▶ Problem statement
Report, word for word, each line in the records below that contains the string "nacelle".

▶ Extracted material
☆ ☆ ☆ ☆ ☆
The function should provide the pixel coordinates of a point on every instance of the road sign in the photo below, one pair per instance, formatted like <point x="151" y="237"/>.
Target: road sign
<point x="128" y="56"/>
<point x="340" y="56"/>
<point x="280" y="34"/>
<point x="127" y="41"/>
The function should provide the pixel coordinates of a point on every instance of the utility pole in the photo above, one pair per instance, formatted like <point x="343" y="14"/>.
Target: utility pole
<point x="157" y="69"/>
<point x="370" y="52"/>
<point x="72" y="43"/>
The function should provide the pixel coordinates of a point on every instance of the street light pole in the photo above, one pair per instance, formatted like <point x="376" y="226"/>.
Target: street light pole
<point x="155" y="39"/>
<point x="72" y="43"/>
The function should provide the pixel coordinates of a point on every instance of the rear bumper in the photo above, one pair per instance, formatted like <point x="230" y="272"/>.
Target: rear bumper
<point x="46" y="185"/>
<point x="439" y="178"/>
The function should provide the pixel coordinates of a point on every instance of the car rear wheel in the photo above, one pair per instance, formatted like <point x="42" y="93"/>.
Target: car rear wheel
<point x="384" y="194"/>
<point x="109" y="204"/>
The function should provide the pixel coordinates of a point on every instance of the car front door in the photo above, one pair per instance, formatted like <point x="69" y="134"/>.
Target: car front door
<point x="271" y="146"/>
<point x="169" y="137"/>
☆ ☆ ☆ ☆ ☆
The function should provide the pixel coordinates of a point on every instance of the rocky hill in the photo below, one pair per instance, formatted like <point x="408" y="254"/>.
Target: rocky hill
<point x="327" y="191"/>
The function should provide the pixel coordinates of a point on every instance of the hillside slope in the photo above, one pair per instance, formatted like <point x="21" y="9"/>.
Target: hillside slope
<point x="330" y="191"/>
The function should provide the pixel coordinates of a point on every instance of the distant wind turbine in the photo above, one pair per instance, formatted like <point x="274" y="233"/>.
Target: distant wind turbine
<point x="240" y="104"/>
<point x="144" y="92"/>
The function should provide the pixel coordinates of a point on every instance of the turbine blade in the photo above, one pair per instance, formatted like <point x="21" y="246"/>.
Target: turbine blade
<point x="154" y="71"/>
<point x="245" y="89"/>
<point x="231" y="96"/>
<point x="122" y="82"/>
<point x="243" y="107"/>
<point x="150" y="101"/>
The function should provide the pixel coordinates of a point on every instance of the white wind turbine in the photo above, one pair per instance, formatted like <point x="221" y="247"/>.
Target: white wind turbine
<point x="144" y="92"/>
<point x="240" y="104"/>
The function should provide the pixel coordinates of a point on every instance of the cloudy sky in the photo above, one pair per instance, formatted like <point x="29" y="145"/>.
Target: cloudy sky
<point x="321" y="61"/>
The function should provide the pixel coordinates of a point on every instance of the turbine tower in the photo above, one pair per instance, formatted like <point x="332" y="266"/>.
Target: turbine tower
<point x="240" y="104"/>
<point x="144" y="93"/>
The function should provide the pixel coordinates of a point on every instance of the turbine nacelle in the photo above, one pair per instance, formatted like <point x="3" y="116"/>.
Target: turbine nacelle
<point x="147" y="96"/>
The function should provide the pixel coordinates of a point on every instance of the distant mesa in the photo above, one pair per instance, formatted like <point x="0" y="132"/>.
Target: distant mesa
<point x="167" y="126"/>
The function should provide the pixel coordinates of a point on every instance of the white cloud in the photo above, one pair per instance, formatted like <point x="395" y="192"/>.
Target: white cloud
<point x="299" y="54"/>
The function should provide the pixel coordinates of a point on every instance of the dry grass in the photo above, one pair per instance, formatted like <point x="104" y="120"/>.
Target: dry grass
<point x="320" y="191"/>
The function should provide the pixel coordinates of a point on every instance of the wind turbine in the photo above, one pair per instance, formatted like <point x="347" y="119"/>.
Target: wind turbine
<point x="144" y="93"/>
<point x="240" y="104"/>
☆ ☆ ☆ ☆ ☆
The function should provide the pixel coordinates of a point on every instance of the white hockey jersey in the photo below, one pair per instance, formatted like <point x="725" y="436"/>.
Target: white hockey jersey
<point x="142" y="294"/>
☆ ☆ ☆ ☆ ☆
▶ Result of this task
The function should provide the pixel coordinates of a point on every instance of the turbine nacelle in the photo above, one pair per instance, formatted like <point x="3" y="116"/>.
Target: turbine nacelle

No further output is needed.